- _Problem_: Copy the listing from the line with "of the skin" through the end of the listing, swapping "lower lip" for "bottom lip" and keeping everything else the same. Leave out the pictures.

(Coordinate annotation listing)
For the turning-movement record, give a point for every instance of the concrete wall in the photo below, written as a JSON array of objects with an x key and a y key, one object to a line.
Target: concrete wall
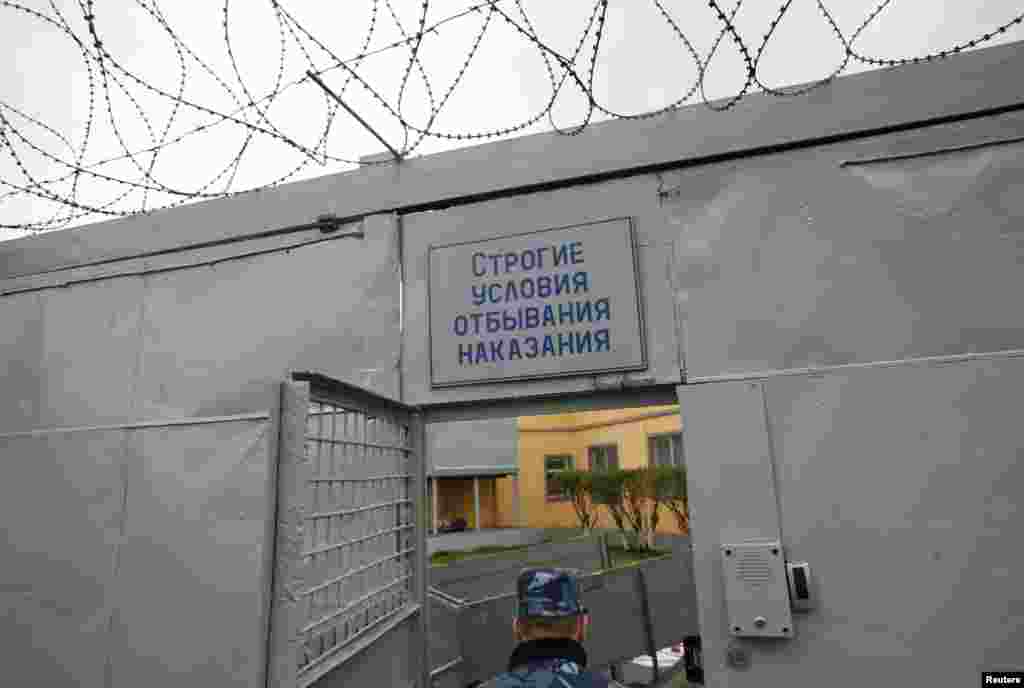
[
  {"x": 762, "y": 250},
  {"x": 198, "y": 341},
  {"x": 900, "y": 485},
  {"x": 455, "y": 500},
  {"x": 797, "y": 260},
  {"x": 479, "y": 444},
  {"x": 139, "y": 554}
]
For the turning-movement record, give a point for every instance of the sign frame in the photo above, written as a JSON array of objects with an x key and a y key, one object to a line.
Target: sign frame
[{"x": 639, "y": 304}]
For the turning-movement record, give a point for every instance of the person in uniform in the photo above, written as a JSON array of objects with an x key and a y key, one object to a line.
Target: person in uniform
[{"x": 550, "y": 627}]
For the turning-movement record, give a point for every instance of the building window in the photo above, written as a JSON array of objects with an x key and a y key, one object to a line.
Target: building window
[
  {"x": 552, "y": 466},
  {"x": 666, "y": 449},
  {"x": 603, "y": 458}
]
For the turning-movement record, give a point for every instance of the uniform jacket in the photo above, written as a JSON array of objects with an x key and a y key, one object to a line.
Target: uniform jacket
[{"x": 549, "y": 663}]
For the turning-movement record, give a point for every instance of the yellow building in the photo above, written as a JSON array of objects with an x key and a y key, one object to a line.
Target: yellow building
[{"x": 587, "y": 440}]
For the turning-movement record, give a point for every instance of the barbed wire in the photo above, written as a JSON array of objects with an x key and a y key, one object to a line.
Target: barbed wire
[{"x": 111, "y": 81}]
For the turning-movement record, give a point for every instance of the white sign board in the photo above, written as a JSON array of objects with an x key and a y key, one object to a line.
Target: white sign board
[{"x": 542, "y": 304}]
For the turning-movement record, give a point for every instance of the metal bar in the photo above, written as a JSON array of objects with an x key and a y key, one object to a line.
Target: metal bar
[
  {"x": 476, "y": 503},
  {"x": 648, "y": 627},
  {"x": 138, "y": 425},
  {"x": 395, "y": 476},
  {"x": 348, "y": 543},
  {"x": 926, "y": 360},
  {"x": 349, "y": 512},
  {"x": 351, "y": 648},
  {"x": 308, "y": 628},
  {"x": 443, "y": 669},
  {"x": 351, "y": 112},
  {"x": 433, "y": 505},
  {"x": 418, "y": 438},
  {"x": 936, "y": 152},
  {"x": 353, "y": 442},
  {"x": 444, "y": 597},
  {"x": 354, "y": 571}
]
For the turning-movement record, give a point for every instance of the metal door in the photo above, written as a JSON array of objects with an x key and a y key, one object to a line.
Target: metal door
[{"x": 349, "y": 581}]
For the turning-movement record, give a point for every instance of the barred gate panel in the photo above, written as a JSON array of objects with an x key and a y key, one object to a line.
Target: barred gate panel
[{"x": 352, "y": 569}]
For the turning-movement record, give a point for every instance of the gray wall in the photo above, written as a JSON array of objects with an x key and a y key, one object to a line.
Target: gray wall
[
  {"x": 136, "y": 556},
  {"x": 198, "y": 341},
  {"x": 787, "y": 260},
  {"x": 900, "y": 485},
  {"x": 771, "y": 262},
  {"x": 483, "y": 444}
]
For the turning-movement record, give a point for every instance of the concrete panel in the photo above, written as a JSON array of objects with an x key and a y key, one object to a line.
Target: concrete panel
[
  {"x": 20, "y": 352},
  {"x": 901, "y": 486},
  {"x": 88, "y": 370},
  {"x": 60, "y": 505},
  {"x": 468, "y": 444},
  {"x": 975, "y": 81},
  {"x": 793, "y": 260},
  {"x": 514, "y": 215},
  {"x": 332, "y": 308},
  {"x": 672, "y": 595},
  {"x": 918, "y": 557},
  {"x": 192, "y": 589},
  {"x": 730, "y": 486}
]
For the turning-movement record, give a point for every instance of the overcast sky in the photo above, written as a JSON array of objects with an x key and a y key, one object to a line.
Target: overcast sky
[{"x": 642, "y": 66}]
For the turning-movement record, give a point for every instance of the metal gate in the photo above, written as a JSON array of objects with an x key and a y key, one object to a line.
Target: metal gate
[{"x": 350, "y": 560}]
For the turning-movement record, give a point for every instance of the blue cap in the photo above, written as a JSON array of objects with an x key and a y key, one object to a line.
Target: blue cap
[{"x": 548, "y": 593}]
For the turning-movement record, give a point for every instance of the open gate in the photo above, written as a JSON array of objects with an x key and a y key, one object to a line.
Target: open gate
[{"x": 349, "y": 579}]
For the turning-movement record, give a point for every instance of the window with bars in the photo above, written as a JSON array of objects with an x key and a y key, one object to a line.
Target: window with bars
[
  {"x": 552, "y": 465},
  {"x": 666, "y": 449}
]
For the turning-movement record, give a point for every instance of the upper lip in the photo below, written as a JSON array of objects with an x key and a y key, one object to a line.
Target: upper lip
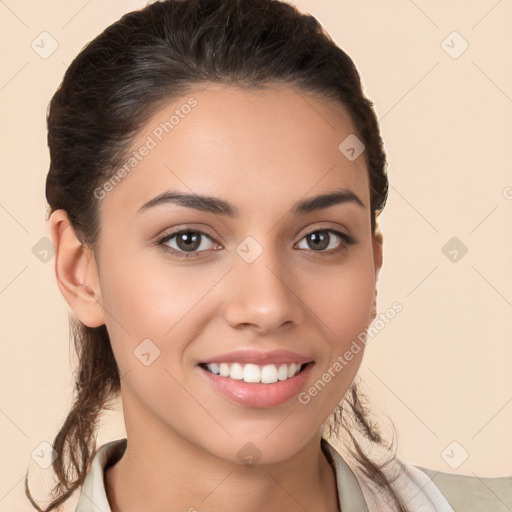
[{"x": 259, "y": 358}]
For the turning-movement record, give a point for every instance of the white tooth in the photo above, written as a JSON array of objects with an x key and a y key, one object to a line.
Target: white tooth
[
  {"x": 252, "y": 373},
  {"x": 292, "y": 369},
  {"x": 282, "y": 372},
  {"x": 224, "y": 369},
  {"x": 213, "y": 367},
  {"x": 269, "y": 374},
  {"x": 236, "y": 371}
]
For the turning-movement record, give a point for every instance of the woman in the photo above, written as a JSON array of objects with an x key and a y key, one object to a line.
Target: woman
[{"x": 215, "y": 182}]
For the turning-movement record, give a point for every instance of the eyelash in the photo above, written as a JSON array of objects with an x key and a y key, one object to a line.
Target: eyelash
[{"x": 347, "y": 240}]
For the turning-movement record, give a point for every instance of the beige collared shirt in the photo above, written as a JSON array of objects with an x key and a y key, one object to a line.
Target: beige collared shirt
[
  {"x": 421, "y": 489},
  {"x": 420, "y": 492}
]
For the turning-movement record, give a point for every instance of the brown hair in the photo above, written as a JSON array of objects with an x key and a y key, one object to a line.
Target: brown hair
[{"x": 111, "y": 89}]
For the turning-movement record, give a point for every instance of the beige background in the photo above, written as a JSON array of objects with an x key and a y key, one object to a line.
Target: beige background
[{"x": 441, "y": 368}]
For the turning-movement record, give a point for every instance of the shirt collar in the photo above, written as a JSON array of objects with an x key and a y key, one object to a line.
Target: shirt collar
[{"x": 93, "y": 497}]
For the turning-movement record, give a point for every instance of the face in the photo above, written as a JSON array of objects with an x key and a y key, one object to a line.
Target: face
[{"x": 201, "y": 295}]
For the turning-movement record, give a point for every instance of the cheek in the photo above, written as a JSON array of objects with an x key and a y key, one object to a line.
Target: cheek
[{"x": 343, "y": 300}]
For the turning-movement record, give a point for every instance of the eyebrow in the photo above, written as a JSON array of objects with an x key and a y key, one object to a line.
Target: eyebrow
[{"x": 220, "y": 207}]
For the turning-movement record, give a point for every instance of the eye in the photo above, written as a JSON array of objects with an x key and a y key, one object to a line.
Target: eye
[
  {"x": 188, "y": 242},
  {"x": 321, "y": 239}
]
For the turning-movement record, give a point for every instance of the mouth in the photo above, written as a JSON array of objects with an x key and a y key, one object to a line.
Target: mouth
[
  {"x": 255, "y": 379},
  {"x": 267, "y": 374}
]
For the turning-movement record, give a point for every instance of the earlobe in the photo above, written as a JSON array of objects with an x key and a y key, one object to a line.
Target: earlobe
[{"x": 76, "y": 271}]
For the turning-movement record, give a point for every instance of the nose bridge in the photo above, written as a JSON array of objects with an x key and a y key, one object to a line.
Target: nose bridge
[{"x": 261, "y": 287}]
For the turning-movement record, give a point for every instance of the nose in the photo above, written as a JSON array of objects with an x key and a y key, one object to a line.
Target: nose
[{"x": 263, "y": 294}]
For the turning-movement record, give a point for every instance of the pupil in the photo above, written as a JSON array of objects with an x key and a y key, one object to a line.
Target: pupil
[
  {"x": 320, "y": 237},
  {"x": 191, "y": 240}
]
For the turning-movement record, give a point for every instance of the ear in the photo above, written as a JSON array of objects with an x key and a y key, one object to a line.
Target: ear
[
  {"x": 76, "y": 271},
  {"x": 378, "y": 242},
  {"x": 377, "y": 261}
]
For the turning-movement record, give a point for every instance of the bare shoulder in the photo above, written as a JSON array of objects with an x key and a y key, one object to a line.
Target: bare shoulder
[{"x": 472, "y": 493}]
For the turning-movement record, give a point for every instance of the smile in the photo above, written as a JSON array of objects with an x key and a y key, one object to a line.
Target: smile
[{"x": 264, "y": 374}]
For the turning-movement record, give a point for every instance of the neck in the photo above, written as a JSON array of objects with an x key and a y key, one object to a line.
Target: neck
[{"x": 156, "y": 472}]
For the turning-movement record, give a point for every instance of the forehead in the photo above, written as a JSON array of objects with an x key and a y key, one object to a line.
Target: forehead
[{"x": 261, "y": 148}]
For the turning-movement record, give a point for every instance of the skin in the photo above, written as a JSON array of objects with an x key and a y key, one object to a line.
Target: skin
[{"x": 266, "y": 150}]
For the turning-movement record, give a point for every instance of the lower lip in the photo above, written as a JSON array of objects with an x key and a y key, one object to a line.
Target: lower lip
[{"x": 255, "y": 394}]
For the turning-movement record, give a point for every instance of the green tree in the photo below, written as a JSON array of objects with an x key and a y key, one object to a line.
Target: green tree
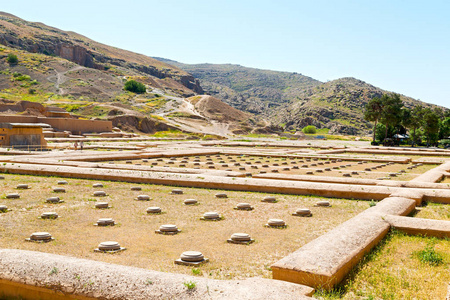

- _Written response_:
For the turning-movement record, give a point for every instance of the skin in the photo above, written as a JSON array of objects with an x key and a y key, one object to a line.
Target: skin
[{"x": 266, "y": 150}]
For the turning-movement record, give a point for every instance of the bottom lip in the photo above, written as a JSON array of objects with an x key and a y key, one object to a line.
Target: bottom lip
[{"x": 255, "y": 394}]
For the turning-movement record, give a point for every instance of the green tree in the photo below, written as a JSON array of objects with an x key and a y key, one object to a line.
Target: green tree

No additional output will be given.